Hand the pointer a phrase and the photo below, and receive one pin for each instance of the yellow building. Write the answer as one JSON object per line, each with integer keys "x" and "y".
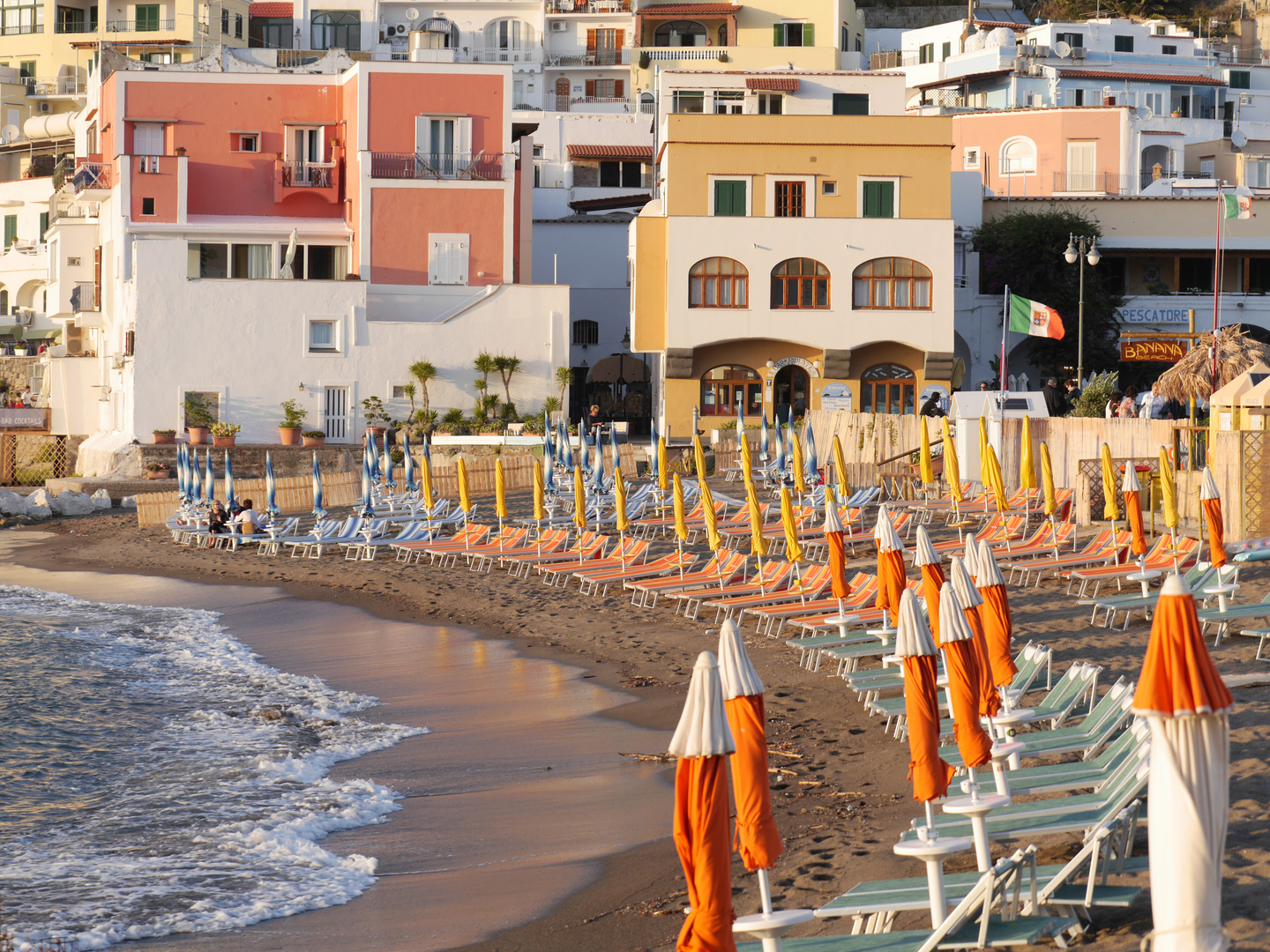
{"x": 828, "y": 280}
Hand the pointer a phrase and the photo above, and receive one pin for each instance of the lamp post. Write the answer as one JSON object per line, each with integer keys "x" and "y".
{"x": 1082, "y": 249}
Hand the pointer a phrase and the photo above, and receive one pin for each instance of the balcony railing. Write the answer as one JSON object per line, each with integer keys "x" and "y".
{"x": 138, "y": 26}
{"x": 308, "y": 175}
{"x": 430, "y": 165}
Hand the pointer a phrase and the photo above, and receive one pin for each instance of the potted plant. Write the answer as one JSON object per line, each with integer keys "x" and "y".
{"x": 292, "y": 417}
{"x": 376, "y": 417}
{"x": 224, "y": 433}
{"x": 198, "y": 418}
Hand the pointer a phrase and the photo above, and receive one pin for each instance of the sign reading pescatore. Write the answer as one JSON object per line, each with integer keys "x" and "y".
{"x": 1168, "y": 351}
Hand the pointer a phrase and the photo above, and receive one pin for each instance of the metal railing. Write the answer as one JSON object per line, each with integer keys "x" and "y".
{"x": 430, "y": 165}
{"x": 308, "y": 175}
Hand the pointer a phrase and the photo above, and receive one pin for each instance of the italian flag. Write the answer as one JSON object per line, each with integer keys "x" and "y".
{"x": 1034, "y": 317}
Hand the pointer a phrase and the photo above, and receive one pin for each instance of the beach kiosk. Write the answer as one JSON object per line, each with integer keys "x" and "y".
{"x": 966, "y": 409}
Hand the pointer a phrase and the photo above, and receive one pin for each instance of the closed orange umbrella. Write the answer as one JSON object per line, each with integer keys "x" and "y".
{"x": 998, "y": 628}
{"x": 972, "y": 605}
{"x": 932, "y": 577}
{"x": 1211, "y": 502}
{"x": 963, "y": 666}
{"x": 701, "y": 743}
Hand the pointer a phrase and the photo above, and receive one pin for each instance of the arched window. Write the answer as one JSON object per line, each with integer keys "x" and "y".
{"x": 724, "y": 389}
{"x": 1018, "y": 155}
{"x": 333, "y": 28}
{"x": 800, "y": 282}
{"x": 680, "y": 33}
{"x": 586, "y": 333}
{"x": 888, "y": 389}
{"x": 719, "y": 282}
{"x": 892, "y": 283}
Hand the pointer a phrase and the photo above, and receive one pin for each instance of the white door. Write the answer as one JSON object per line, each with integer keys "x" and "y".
{"x": 1081, "y": 175}
{"x": 335, "y": 423}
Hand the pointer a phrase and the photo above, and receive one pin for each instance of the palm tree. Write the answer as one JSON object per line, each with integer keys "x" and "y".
{"x": 505, "y": 367}
{"x": 423, "y": 372}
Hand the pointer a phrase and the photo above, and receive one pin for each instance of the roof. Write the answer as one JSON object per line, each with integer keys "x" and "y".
{"x": 781, "y": 84}
{"x": 272, "y": 9}
{"x": 1194, "y": 80}
{"x": 641, "y": 152}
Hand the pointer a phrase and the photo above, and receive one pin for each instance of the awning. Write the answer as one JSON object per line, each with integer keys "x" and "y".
{"x": 779, "y": 84}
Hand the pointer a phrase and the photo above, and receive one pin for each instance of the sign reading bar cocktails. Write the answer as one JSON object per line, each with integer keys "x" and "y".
{"x": 1166, "y": 351}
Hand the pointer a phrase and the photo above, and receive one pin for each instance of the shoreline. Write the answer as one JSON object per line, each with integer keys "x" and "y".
{"x": 841, "y": 807}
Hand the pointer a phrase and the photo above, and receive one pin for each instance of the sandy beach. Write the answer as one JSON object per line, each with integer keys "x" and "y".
{"x": 577, "y": 879}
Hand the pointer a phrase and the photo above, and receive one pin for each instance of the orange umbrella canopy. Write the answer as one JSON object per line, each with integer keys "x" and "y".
{"x": 998, "y": 628}
{"x": 757, "y": 839}
{"x": 1211, "y": 502}
{"x": 915, "y": 645}
{"x": 964, "y": 677}
{"x": 701, "y": 741}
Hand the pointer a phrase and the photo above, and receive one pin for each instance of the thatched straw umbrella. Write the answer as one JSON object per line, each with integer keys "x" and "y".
{"x": 1192, "y": 375}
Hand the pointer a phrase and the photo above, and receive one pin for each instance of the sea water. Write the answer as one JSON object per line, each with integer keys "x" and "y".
{"x": 155, "y": 777}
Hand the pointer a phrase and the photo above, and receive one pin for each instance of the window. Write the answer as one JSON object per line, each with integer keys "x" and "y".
{"x": 725, "y": 389}
{"x": 800, "y": 282}
{"x": 878, "y": 199}
{"x": 729, "y": 197}
{"x": 719, "y": 282}
{"x": 793, "y": 34}
{"x": 447, "y": 259}
{"x": 850, "y": 103}
{"x": 1019, "y": 155}
{"x": 322, "y": 335}
{"x": 208, "y": 260}
{"x": 337, "y": 28}
{"x": 729, "y": 101}
{"x": 892, "y": 283}
{"x": 621, "y": 175}
{"x": 586, "y": 333}
{"x": 689, "y": 100}
{"x": 888, "y": 389}
{"x": 788, "y": 199}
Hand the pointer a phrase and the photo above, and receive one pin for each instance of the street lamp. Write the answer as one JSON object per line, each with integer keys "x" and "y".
{"x": 1081, "y": 249}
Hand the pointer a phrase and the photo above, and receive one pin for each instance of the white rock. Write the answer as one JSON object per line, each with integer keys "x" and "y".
{"x": 72, "y": 502}
{"x": 11, "y": 502}
{"x": 43, "y": 499}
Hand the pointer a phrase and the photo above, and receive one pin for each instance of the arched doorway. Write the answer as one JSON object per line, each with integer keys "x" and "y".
{"x": 888, "y": 389}
{"x": 790, "y": 389}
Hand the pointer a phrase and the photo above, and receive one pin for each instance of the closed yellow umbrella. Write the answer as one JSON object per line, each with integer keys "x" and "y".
{"x": 840, "y": 466}
{"x": 952, "y": 467}
{"x": 925, "y": 458}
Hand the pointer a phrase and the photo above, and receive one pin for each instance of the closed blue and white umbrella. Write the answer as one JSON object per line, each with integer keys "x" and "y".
{"x": 230, "y": 499}
{"x": 318, "y": 509}
{"x": 271, "y": 487}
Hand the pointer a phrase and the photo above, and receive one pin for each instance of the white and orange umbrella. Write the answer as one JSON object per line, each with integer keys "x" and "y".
{"x": 1185, "y": 703}
{"x": 701, "y": 743}
{"x": 1211, "y": 502}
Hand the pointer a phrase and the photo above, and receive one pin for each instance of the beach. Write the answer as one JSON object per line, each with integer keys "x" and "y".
{"x": 841, "y": 798}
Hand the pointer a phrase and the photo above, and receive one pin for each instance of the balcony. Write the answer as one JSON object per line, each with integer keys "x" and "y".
{"x": 474, "y": 167}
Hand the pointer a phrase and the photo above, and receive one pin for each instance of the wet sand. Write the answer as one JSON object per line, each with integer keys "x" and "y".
{"x": 841, "y": 800}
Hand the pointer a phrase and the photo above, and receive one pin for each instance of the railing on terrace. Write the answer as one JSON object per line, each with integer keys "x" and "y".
{"x": 479, "y": 167}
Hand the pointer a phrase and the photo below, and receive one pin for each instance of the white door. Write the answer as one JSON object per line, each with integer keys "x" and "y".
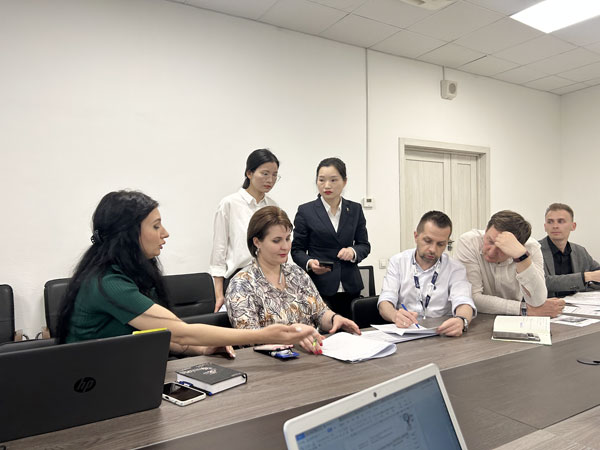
{"x": 442, "y": 181}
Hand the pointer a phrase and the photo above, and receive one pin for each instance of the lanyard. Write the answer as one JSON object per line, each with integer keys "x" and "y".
{"x": 430, "y": 287}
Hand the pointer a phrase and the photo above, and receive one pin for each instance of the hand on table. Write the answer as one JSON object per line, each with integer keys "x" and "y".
{"x": 552, "y": 307}
{"x": 405, "y": 319}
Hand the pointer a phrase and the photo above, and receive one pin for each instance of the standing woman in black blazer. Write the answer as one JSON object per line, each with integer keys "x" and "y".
{"x": 332, "y": 229}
....................
ACTIVITY –
The answer should consist only of the lines from the line with "of the balcony." through the last line of the data, repeated exactly; pictures stay out.

TASK OUTPUT –
Hand the pointer a phrase and the photo above, and receive one pin for each instance of the balcony. Write the answer as one JSON object per line, each with integer keys "x" and "y".
{"x": 474, "y": 167}
Hand the pointer a phrase and the photo above, and receive one pin for each instance of the wet sand. Write the answer as one JSON object per line, each with integer keys "x" and "y".
{"x": 841, "y": 800}
Hand the pointer a phrase and the photo above, and receive one pin for each instance of the railing on terrace. Write the answer as one JSON object per line, each with integer keys "x" and "y".
{"x": 479, "y": 167}
Hand the pointer a phrase and the photo below, and receive one pin for each instance of the white door. Write the answer as one JSON object per line, each with integer keys "x" and "y".
{"x": 442, "y": 181}
Hand the pointer a phrase and the photo above, and receive one pin for each instance of the lanyard. Write the answer as one JSON object per line, each with integer keys "x" and "y".
{"x": 430, "y": 287}
Hand the pointer a phrase and the photo above, and receive one pin for each instance of the hand on table. Write the answer as one JSON object per line, each with integer keys "x" and "y".
{"x": 552, "y": 307}
{"x": 405, "y": 319}
Hand the pointer a phrase and the photo above, and receive one pin for each instance of the standing woman in black blazer. Write the answer as one JSON object per line, each with integer keys "x" and "y".
{"x": 332, "y": 229}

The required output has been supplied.